> Excerpted passage:
□ □ □
Connectors for coaxial cables are used to make the connection between the cable and a device or antenna. Just as there are many different coaxial cables, there are correspondingly many types of plugs. On the one hand, they differ in diameter - which must fit the cable exactly - and on the other hand, there are differences in the application area. Most of the time, however, the type of connector is precisely specified, namely by the device we want to connect - the radio or the antenna.

Technical properties of a coaxial plug

The essential technical characteristics of a coaxial connector are easily listed:

  • The impedance
  • The maximum permissible frequency
  • The manner how the connector is mounted to the cable
The impedance of a plug

The impedance is the alternating current resistance of an electrical component. In other words, the value that results from the ratio between an alternating voltage (the high frequency voltage) and the current that then flows.

One must also consider the phase relationship between voltage and current. Coaxial cables and connectors that have the same impedance as the connected radio and antenna are the basis for optimal signal transmission.

As with cables, almost exclusively plugs with 50 Ohm impedance are used in amateur radio. This is given by the equipment and antenna technology.

Explanation Impedance

But what about the attenuation? This was so important for cables, why isn't it also specified for the connector? Usually there is little choice in connectors. The mating side determines the type of connector; the cable determines the diameter. Under these circumstances, there are very few cases where we have different plugs with different attenuation to choose from. Therefore, we typically add an attenuation of approx. 0.2 to 1 dB for each plug, depending on the type and frequency.

The maximum frequency

Coaxial connectors can usually only be used up to a certain, highest frequency. For simple connectors, this is a few hundred MHz. Very precisely manufactured connectors with a suitable surface coating (silver, gold or other alloys) are suitable up to the GHz range..
□ □ □
> Material shown:
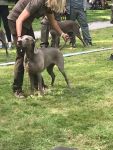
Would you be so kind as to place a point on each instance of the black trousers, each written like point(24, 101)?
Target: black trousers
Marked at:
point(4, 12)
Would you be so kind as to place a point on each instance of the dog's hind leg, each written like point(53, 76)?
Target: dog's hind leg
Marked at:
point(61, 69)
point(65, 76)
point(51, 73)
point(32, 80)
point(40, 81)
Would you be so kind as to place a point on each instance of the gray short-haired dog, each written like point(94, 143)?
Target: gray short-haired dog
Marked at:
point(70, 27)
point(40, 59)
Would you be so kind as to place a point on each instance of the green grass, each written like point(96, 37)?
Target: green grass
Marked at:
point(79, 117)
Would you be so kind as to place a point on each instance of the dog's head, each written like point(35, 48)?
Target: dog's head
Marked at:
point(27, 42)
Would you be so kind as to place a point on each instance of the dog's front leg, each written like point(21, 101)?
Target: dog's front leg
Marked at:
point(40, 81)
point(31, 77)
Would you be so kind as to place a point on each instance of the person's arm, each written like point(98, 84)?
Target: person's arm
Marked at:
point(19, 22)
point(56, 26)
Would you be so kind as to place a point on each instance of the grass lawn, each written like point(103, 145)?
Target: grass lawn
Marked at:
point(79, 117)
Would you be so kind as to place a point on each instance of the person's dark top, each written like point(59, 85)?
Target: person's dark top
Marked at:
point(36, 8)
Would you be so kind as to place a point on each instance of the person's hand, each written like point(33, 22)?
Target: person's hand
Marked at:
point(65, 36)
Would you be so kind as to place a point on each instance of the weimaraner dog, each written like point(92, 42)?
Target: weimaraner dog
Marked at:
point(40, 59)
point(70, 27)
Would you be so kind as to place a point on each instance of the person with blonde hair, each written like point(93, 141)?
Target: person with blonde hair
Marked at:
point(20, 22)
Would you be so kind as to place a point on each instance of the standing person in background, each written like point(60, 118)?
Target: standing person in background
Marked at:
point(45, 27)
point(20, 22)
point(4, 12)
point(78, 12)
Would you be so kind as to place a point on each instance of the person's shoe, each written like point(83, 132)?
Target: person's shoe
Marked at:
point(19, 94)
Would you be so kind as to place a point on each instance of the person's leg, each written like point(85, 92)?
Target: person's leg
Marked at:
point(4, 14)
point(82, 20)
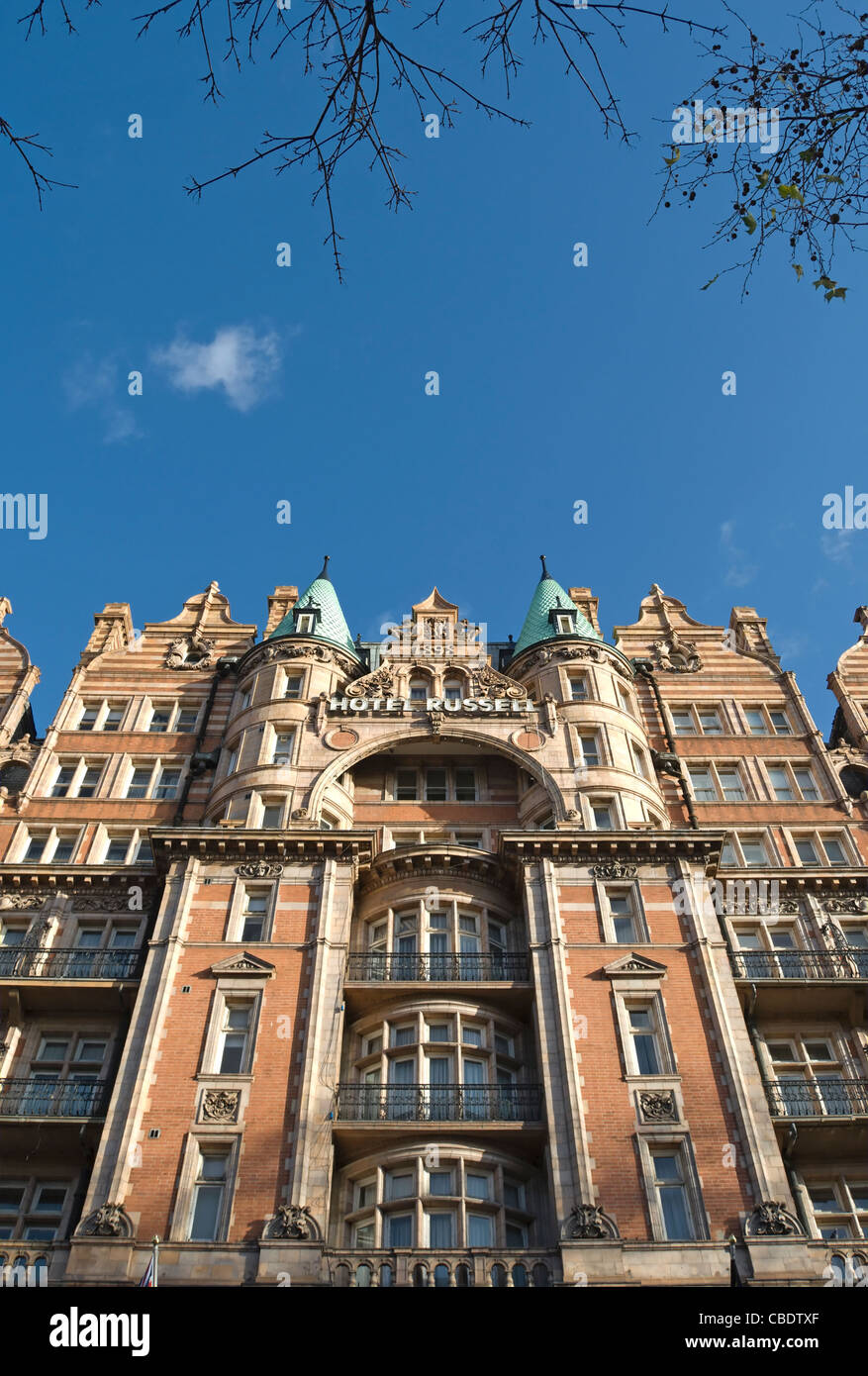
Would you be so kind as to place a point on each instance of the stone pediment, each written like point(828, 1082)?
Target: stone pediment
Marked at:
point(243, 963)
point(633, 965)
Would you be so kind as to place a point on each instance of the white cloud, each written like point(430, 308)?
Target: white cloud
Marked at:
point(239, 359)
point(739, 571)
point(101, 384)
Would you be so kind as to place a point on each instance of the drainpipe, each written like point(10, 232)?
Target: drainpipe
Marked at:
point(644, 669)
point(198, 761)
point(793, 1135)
□ □ □
> Your tasks:
• A. Write down the part of the passage on coaxial connectors starting with "Technical properties of" and going on through "and antenna technology.".
• B. According to the passage on coaxial connectors, how much attenuation is typically added for each plug?
The lines play no part in what you need to do here.

> Responses to the exercise:
• A.
Technical properties of a coaxial plug

The essential technical characteristics of a coaxial connector are easily listed:

  • The impedance
  • The maximum permissible frequency
  • The manner how the connector is mounted to the cable
The impedance of a plug

The impedance is the alternating current resistance of an electrical component. In other words, the value that results from the ratio between an alternating voltage (the high frequency voltage) and the current that then flows.

One must also consider the phase relationship between voltage and current. Coaxial cables and connectors that have the same impedance as the connected radio and antenna are the basis for optimal signal transmission.

As with cables, almost exclusively plugs with 50 Ohm impedance are used in amateur radio. This is given by the equipment and antenna technology.

• B. Approximately 0.2 to 1 dB per plug, depending on the type and frequency.